===== Excerpted records

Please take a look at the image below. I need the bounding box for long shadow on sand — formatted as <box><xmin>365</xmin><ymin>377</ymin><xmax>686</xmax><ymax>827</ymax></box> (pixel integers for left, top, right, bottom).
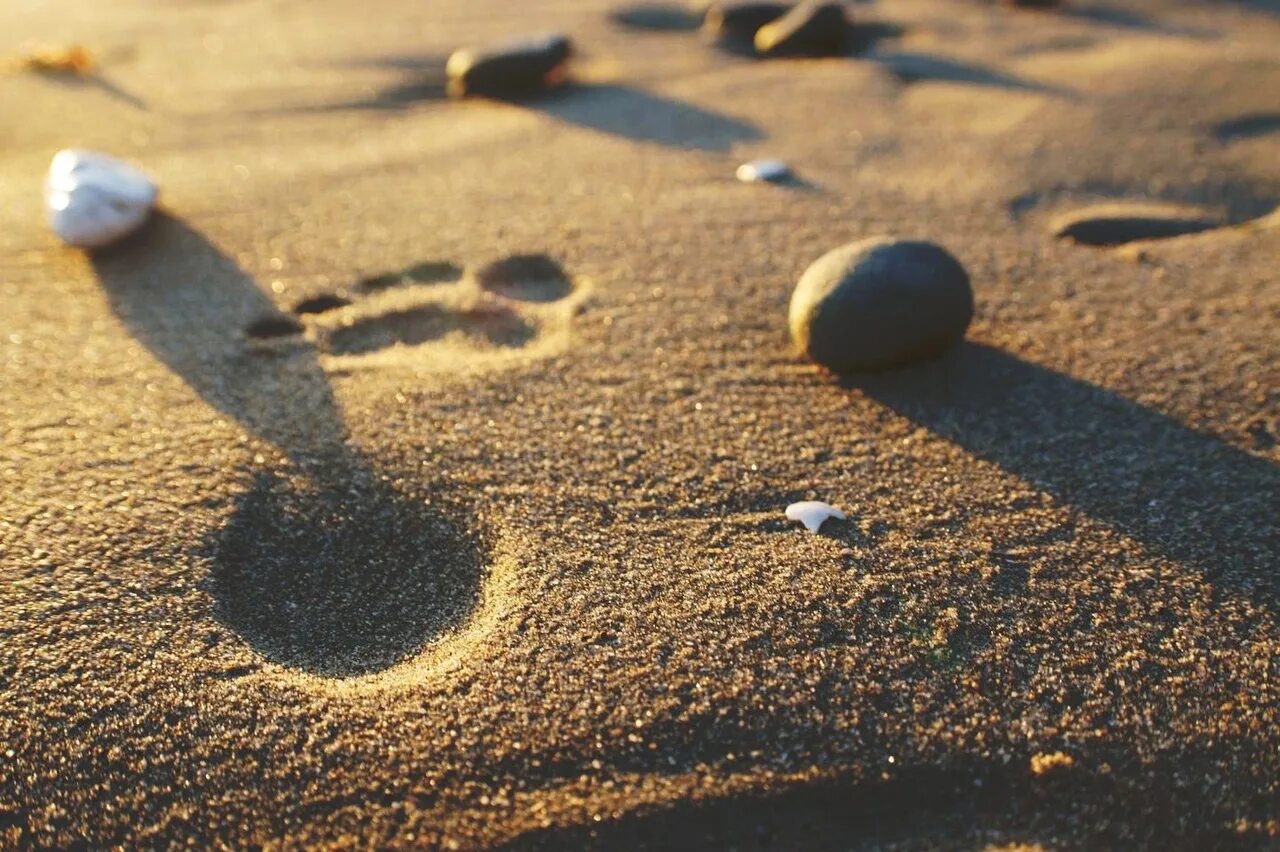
<box><xmin>91</xmin><ymin>214</ymin><xmax>483</xmax><ymax>676</ymax></box>
<box><xmin>844</xmin><ymin>343</ymin><xmax>1279</xmax><ymax>602</ymax></box>
<box><xmin>36</xmin><ymin>70</ymin><xmax>149</xmax><ymax>111</ymax></box>
<box><xmin>1059</xmin><ymin>4</ymin><xmax>1218</xmax><ymax>38</ymax></box>
<box><xmin>869</xmin><ymin>50</ymin><xmax>1075</xmax><ymax>97</ymax></box>
<box><xmin>302</xmin><ymin>53</ymin><xmax>452</xmax><ymax>112</ymax></box>
<box><xmin>501</xmin><ymin>741</ymin><xmax>1274</xmax><ymax>850</ymax></box>
<box><xmin>525</xmin><ymin>83</ymin><xmax>764</xmax><ymax>151</ymax></box>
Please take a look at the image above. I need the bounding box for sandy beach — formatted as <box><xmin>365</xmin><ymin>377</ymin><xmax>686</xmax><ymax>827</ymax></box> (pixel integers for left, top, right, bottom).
<box><xmin>2</xmin><ymin>0</ymin><xmax>1278</xmax><ymax>847</ymax></box>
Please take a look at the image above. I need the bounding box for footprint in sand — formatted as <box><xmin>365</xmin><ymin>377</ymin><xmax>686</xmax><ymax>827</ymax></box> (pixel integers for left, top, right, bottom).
<box><xmin>1049</xmin><ymin>203</ymin><xmax>1223</xmax><ymax>247</ymax></box>
<box><xmin>244</xmin><ymin>253</ymin><xmax>582</xmax><ymax>370</ymax></box>
<box><xmin>92</xmin><ymin>215</ymin><xmax>583</xmax><ymax>678</ymax></box>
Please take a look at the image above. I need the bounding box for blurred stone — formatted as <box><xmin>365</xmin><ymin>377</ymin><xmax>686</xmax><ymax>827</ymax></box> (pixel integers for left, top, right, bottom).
<box><xmin>755</xmin><ymin>2</ymin><xmax>848</xmax><ymax>56</ymax></box>
<box><xmin>789</xmin><ymin>237</ymin><xmax>973</xmax><ymax>372</ymax></box>
<box><xmin>702</xmin><ymin>2</ymin><xmax>792</xmax><ymax>40</ymax></box>
<box><xmin>446</xmin><ymin>33</ymin><xmax>573</xmax><ymax>99</ymax></box>
<box><xmin>44</xmin><ymin>149</ymin><xmax>158</xmax><ymax>249</ymax></box>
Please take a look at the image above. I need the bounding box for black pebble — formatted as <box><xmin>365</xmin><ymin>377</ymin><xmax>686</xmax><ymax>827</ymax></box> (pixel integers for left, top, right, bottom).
<box><xmin>446</xmin><ymin>33</ymin><xmax>573</xmax><ymax>99</ymax></box>
<box><xmin>789</xmin><ymin>237</ymin><xmax>973</xmax><ymax>372</ymax></box>
<box><xmin>755</xmin><ymin>2</ymin><xmax>848</xmax><ymax>56</ymax></box>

==========

■ **About this task**: Line by line, print the records exactly, leaving the pictures behind.

■ **Solution to this problem**:
Please take a look at the image below. I need the bounding box for long shadow on sand — formatted as <box><xmin>365</xmin><ymin>377</ymin><xmax>686</xmax><ymax>827</ymax></box> (pixel integers for left, top, right, bottom).
<box><xmin>91</xmin><ymin>214</ymin><xmax>483</xmax><ymax>676</ymax></box>
<box><xmin>844</xmin><ymin>343</ymin><xmax>1279</xmax><ymax>602</ymax></box>
<box><xmin>36</xmin><ymin>70</ymin><xmax>149</xmax><ymax>111</ymax></box>
<box><xmin>1059</xmin><ymin>4</ymin><xmax>1218</xmax><ymax>38</ymax></box>
<box><xmin>869</xmin><ymin>50</ymin><xmax>1075</xmax><ymax>97</ymax></box>
<box><xmin>302</xmin><ymin>53</ymin><xmax>452</xmax><ymax>112</ymax></box>
<box><xmin>501</xmin><ymin>741</ymin><xmax>1274</xmax><ymax>850</ymax></box>
<box><xmin>525</xmin><ymin>83</ymin><xmax>764</xmax><ymax>151</ymax></box>
Please take a look at the image above. I need the bounding box for sandy beach — formatted as <box><xmin>365</xmin><ymin>377</ymin><xmax>686</xmax><ymax>827</ymax></box> (pixel integers for left, top, right, bottom).
<box><xmin>2</xmin><ymin>0</ymin><xmax>1278</xmax><ymax>847</ymax></box>
Please take a look at the image above. I need the bounding box for footprint in sand — formatted as <box><xmin>365</xmin><ymin>377</ymin><xmax>686</xmax><ymax>827</ymax></box> (pixel integers for left, top, right, bottom).
<box><xmin>1049</xmin><ymin>203</ymin><xmax>1223</xmax><ymax>247</ymax></box>
<box><xmin>244</xmin><ymin>253</ymin><xmax>582</xmax><ymax>370</ymax></box>
<box><xmin>92</xmin><ymin>215</ymin><xmax>583</xmax><ymax>678</ymax></box>
Please take a look at the image above. I need the bounding box for blurred stone — formatted as <box><xmin>365</xmin><ymin>377</ymin><xmax>686</xmax><ymax>827</ymax></box> (pixel integers for left, top, right, bottom).
<box><xmin>755</xmin><ymin>2</ymin><xmax>848</xmax><ymax>56</ymax></box>
<box><xmin>789</xmin><ymin>237</ymin><xmax>973</xmax><ymax>372</ymax></box>
<box><xmin>702</xmin><ymin>2</ymin><xmax>792</xmax><ymax>40</ymax></box>
<box><xmin>446</xmin><ymin>33</ymin><xmax>573</xmax><ymax>99</ymax></box>
<box><xmin>44</xmin><ymin>149</ymin><xmax>158</xmax><ymax>249</ymax></box>
Please take a look at the image above. I need the bounding box for black pebble — formatted as <box><xmin>365</xmin><ymin>377</ymin><xmax>686</xmax><ymax>827</ymax></box> (pixel integers for left, top, right, bottom).
<box><xmin>446</xmin><ymin>33</ymin><xmax>573</xmax><ymax>99</ymax></box>
<box><xmin>789</xmin><ymin>237</ymin><xmax>973</xmax><ymax>372</ymax></box>
<box><xmin>755</xmin><ymin>2</ymin><xmax>848</xmax><ymax>56</ymax></box>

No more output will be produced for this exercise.